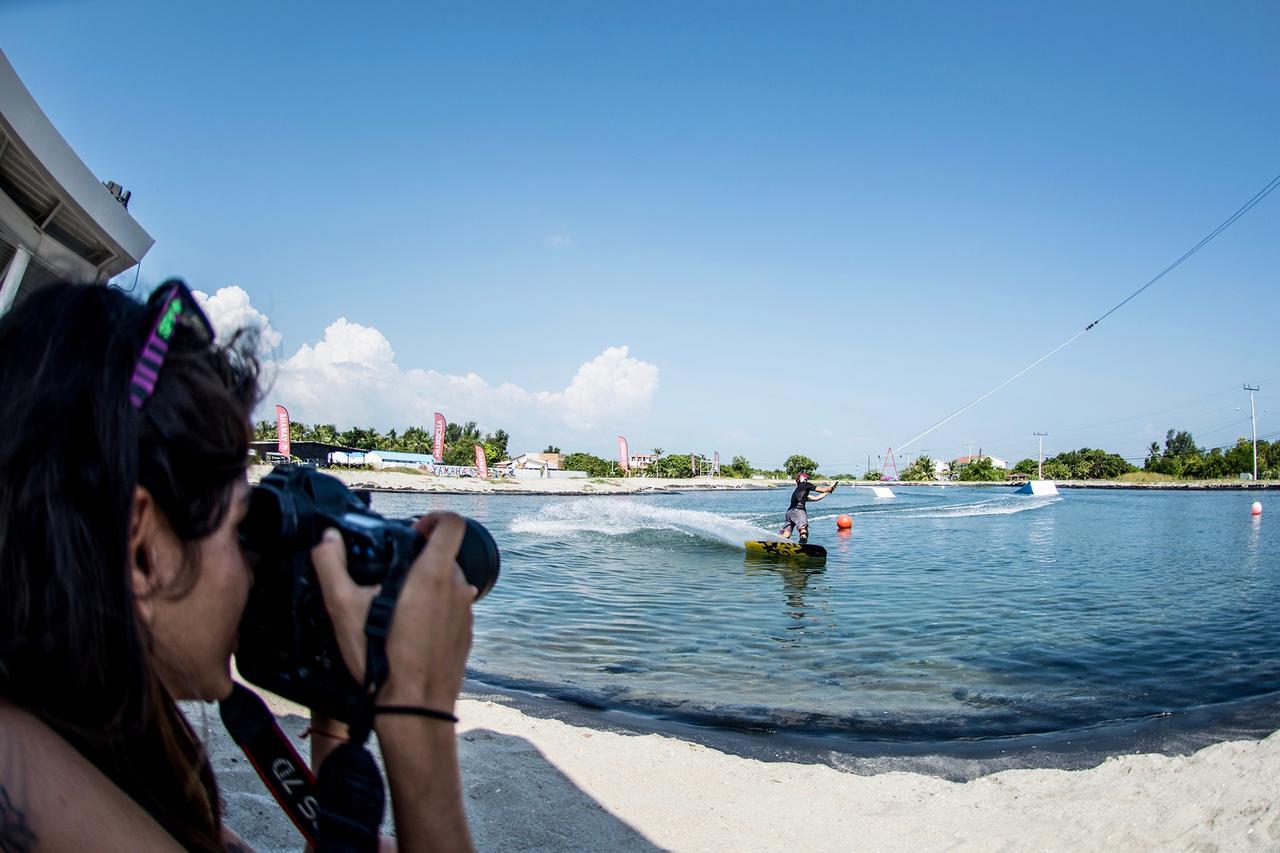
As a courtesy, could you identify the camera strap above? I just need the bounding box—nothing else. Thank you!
[218,683,320,845]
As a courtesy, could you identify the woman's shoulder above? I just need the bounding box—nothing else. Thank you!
[0,701,188,850]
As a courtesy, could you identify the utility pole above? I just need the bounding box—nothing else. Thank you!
[1244,383,1261,483]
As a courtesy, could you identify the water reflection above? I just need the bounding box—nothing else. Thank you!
[742,553,827,620]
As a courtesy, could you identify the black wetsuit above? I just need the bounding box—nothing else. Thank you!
[787,480,818,511]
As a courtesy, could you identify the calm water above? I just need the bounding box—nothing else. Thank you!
[374,487,1280,740]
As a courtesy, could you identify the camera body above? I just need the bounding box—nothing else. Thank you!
[236,465,499,721]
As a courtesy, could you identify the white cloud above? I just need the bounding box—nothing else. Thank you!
[192,284,282,355]
[241,294,658,434]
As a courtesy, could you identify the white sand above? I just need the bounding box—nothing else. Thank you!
[192,686,1280,852]
[248,465,773,494]
[215,469,1280,853]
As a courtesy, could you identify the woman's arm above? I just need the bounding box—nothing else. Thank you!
[311,512,476,850]
[0,703,182,850]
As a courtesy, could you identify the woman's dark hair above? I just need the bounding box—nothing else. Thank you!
[0,284,257,849]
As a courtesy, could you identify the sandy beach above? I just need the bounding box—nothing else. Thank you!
[188,698,1280,850]
[248,465,1280,494]
[212,469,1280,850]
[248,465,778,494]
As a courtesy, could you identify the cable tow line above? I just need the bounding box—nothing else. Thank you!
[896,174,1280,451]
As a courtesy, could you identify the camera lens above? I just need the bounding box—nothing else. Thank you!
[458,519,500,601]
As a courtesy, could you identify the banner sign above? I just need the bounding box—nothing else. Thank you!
[431,412,444,462]
[275,405,292,456]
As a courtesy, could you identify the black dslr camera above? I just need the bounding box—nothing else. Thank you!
[236,465,498,721]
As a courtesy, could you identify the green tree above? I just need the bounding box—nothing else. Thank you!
[1044,459,1071,480]
[1014,459,1039,476]
[902,453,937,483]
[649,453,692,479]
[782,453,818,479]
[399,427,435,453]
[960,456,1005,482]
[338,427,381,450]
[311,424,340,444]
[1052,447,1138,480]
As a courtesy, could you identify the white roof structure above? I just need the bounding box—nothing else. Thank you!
[0,50,155,314]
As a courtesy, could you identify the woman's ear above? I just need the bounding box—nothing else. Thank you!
[128,485,164,625]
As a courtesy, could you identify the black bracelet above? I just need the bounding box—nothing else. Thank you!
[374,704,458,722]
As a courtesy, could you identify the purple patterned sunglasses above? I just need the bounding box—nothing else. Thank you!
[129,278,214,411]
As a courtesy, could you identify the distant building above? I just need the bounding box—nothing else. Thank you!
[365,451,435,467]
[0,50,155,314]
[490,453,564,471]
[951,455,1009,470]
[248,438,365,467]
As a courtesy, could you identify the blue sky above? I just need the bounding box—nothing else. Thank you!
[0,0,1280,473]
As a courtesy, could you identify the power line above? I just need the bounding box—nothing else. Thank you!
[897,174,1280,450]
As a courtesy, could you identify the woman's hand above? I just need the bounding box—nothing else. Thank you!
[311,512,476,712]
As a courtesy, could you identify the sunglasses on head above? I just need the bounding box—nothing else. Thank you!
[129,278,214,411]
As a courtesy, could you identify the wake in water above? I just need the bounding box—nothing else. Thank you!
[511,498,780,548]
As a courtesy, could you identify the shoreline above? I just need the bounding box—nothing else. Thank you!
[248,465,1280,496]
[199,681,1280,852]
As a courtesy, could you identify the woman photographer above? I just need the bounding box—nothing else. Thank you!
[0,282,475,850]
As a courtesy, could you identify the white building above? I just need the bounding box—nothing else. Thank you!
[0,51,155,314]
[951,453,1009,470]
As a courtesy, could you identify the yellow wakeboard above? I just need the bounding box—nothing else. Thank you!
[746,540,827,560]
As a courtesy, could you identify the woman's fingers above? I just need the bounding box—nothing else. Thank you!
[379,512,476,711]
[311,528,379,681]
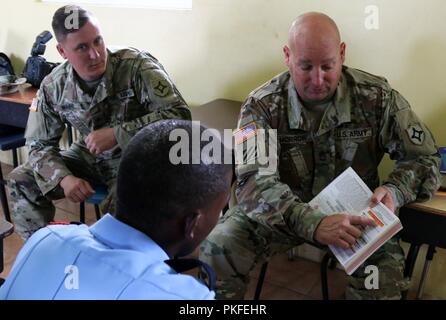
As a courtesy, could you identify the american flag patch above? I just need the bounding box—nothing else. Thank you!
[234,122,257,145]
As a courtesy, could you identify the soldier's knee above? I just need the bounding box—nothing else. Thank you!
[7,164,35,184]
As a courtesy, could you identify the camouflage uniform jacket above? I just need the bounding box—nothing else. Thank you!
[26,49,191,194]
[235,67,439,241]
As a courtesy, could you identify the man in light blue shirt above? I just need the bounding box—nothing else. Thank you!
[0,120,232,300]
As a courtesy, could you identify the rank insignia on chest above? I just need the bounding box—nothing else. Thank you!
[233,122,257,145]
[118,89,135,100]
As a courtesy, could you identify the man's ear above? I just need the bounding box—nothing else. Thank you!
[184,212,203,240]
[56,43,67,59]
[340,42,347,64]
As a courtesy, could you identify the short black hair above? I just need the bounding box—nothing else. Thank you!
[115,119,232,233]
[52,5,93,43]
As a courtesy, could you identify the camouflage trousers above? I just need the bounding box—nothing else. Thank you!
[200,207,409,300]
[8,143,119,240]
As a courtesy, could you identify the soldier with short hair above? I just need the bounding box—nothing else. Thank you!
[200,13,440,299]
[9,5,191,239]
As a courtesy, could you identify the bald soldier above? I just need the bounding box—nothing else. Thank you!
[9,5,191,239]
[200,13,440,299]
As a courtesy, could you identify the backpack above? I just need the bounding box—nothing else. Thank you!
[0,52,14,76]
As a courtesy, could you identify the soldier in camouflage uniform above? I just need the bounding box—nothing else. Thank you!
[9,6,191,239]
[200,13,439,299]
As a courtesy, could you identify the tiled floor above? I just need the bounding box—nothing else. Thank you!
[0,165,446,300]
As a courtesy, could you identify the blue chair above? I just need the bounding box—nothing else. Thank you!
[0,125,25,222]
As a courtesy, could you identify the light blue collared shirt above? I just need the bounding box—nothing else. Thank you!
[0,214,215,300]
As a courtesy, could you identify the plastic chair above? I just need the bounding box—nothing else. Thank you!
[254,242,336,300]
[0,125,25,222]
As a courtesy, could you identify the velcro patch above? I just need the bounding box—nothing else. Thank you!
[334,128,373,139]
[118,89,135,100]
[279,133,311,145]
[233,122,257,145]
[406,124,426,145]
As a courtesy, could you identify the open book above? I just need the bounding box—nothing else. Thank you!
[309,168,403,275]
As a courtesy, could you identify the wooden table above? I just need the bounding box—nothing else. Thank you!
[399,191,446,299]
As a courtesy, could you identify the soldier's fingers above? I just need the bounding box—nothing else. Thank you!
[341,232,356,245]
[335,239,351,249]
[349,215,376,226]
[347,226,362,239]
[370,187,387,208]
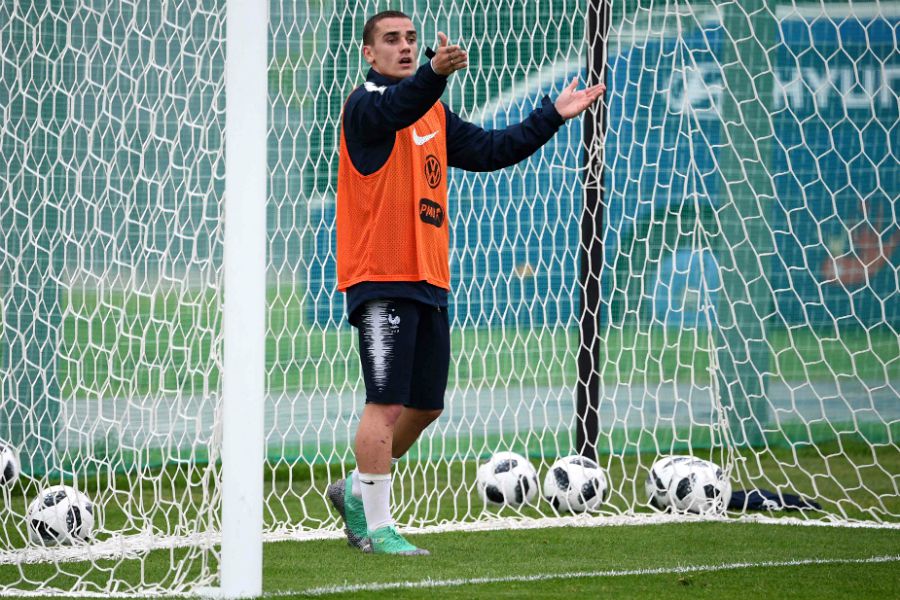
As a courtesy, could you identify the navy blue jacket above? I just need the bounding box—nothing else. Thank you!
[343,62,564,323]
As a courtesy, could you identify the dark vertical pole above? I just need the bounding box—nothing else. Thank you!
[575,0,610,459]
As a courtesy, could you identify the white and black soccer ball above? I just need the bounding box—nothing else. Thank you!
[25,485,94,546]
[0,442,21,487]
[544,454,609,512]
[644,456,731,515]
[477,452,540,506]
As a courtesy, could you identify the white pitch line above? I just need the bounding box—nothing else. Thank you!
[286,555,900,596]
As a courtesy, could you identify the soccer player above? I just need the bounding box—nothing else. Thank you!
[327,11,605,555]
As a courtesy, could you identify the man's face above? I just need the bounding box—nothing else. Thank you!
[363,17,418,79]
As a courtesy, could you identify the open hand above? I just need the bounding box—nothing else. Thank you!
[431,31,469,75]
[553,77,606,119]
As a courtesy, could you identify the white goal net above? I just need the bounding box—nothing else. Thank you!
[0,0,900,594]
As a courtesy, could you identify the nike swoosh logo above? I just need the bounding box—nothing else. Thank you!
[413,127,438,146]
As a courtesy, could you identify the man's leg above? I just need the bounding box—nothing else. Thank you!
[326,404,403,552]
[356,404,403,531]
[328,300,427,554]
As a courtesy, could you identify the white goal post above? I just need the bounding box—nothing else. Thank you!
[0,0,900,597]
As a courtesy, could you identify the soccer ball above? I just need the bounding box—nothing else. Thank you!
[644,456,731,514]
[0,442,20,486]
[477,452,540,506]
[544,455,609,512]
[26,485,94,546]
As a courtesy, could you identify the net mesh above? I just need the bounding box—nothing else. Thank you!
[0,0,900,593]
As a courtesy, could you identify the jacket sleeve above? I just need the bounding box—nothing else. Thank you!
[344,61,447,142]
[444,96,565,171]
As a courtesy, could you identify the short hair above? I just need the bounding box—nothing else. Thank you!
[363,10,412,46]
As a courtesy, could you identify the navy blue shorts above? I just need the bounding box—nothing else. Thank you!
[351,298,450,410]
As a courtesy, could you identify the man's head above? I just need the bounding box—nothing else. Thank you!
[363,10,419,79]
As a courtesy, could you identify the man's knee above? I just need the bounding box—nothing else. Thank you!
[366,403,403,427]
[410,408,444,425]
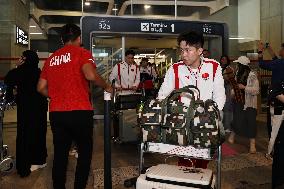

————

__Task requirements__:
Recast the material as a Markdown table with the columns "Row" and "Line," numbering each line and leaving out blank lines. Cover only the lines from the start of the material through the line holding "[1244,383,1261,483]", inclusive, and leave out the pictures.

__Reply__:
| Row | Line |
|---|---|
| 1 | As a courtesy, could you identify the camera strap above? I just need the bounding box—nothing else. Thank you! |
| 2 | [218,683,320,845] |
| 3 | As a courtesy, could you identify the woman's shoulder above? I just need the bounding box—nothing else. Thank you! |
| 4 | [0,701,188,850] |
| 5 | As a courtesy, could you identify the utility pole above? I just need the bounding box—nothing else. Thank you! |
| 6 | [1244,383,1261,483] |